▶ Text block:
+++
Bhopal: Seventeen years after the Bhopal gas tragdy struck exposing the Madhya Pradesh capital to the worst industrial disaster, justice still awaits the survivors and kin of deceased people.
A Bhopal court on Saturday posted for January 6 the hearing on several petitions, including that of the CBI, seeking that Dow Chemical be tried for the 1984 gas tragedy. Dow Chemical, headquartered in Michigan in the United States of America, had bought Union Carbide, a leak from whose facility in Bhopal in the intervening night of December 2 and 3 that year killed several thousand people.
Judicial Magistrate First Class Vidhan Maheshwari on Saturday adjourned the hearing until January 6 after the American multinational corporation contended the case does not fall under the jurisdiction of the Bhopal court that served show cause notice to it on the plea of the petitioners.
The petitioners, however, have asserted the Madhya Pradesh High Court had decided the issue of jurisdiction in 2012, and, thus, Dow Chemical, should be made an accused in the case, Avi Singh, a lawyer representing organisations working for the gas tragedy victims, told PTI.
+++
▶ To do: In the news report about the Bhopal gas tragedy case, which company did Dow Chemical buy?

▶ Information provided:
+++
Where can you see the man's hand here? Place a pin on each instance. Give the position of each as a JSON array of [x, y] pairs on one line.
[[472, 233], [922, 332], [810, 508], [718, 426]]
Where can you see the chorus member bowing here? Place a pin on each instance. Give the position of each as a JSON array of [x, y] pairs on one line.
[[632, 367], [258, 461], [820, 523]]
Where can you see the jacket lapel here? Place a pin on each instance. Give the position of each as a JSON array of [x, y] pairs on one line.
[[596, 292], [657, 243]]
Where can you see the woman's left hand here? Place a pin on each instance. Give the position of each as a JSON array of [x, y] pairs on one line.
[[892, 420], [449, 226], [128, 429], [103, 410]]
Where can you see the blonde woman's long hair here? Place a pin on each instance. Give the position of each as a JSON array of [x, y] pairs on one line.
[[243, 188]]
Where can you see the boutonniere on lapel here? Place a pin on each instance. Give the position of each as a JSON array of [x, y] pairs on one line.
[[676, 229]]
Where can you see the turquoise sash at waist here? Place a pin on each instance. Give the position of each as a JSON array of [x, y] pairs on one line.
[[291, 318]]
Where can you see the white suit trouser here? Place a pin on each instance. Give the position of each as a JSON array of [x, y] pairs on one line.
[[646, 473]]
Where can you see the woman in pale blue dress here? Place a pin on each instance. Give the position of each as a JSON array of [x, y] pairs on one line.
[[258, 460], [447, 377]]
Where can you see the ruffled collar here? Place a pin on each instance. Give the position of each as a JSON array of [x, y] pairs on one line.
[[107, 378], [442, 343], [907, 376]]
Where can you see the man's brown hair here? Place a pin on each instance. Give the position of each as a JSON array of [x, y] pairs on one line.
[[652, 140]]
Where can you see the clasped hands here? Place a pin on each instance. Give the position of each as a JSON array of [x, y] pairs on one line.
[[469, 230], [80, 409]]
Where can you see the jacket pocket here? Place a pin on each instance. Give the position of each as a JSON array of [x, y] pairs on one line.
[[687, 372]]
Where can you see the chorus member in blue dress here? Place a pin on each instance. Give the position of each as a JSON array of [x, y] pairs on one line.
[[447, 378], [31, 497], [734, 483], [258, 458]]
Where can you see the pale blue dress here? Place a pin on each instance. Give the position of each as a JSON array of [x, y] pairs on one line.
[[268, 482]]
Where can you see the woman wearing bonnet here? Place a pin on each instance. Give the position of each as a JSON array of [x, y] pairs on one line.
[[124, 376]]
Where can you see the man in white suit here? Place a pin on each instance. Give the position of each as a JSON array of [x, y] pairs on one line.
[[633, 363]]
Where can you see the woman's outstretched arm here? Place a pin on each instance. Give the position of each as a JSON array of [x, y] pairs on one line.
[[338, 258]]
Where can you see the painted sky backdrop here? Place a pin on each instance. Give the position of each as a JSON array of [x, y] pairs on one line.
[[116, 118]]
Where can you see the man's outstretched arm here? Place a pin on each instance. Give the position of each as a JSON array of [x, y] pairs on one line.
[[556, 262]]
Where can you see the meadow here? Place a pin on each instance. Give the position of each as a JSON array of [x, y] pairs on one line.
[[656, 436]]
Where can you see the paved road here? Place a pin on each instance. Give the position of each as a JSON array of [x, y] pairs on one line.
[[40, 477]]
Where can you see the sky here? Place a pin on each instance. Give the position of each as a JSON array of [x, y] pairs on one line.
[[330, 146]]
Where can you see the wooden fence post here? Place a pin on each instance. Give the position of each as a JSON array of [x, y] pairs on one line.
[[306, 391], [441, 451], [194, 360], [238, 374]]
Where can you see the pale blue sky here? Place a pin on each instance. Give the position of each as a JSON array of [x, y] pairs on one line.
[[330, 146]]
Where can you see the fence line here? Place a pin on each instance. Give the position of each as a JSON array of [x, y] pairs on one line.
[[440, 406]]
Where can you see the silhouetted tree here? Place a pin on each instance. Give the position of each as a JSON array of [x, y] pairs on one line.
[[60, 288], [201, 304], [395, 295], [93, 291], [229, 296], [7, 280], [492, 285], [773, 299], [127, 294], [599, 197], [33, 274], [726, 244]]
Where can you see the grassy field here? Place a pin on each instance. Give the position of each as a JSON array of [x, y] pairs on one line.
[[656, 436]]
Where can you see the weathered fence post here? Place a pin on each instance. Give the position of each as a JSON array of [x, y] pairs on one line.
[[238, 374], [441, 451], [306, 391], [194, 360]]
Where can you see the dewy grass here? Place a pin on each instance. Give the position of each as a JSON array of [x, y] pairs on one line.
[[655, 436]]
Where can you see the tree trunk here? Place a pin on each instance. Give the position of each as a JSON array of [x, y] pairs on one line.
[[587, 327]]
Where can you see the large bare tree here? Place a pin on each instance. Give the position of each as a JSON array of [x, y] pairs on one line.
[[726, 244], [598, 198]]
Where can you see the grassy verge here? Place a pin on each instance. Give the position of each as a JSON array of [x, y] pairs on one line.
+++
▶ Exercise output: Union Carbide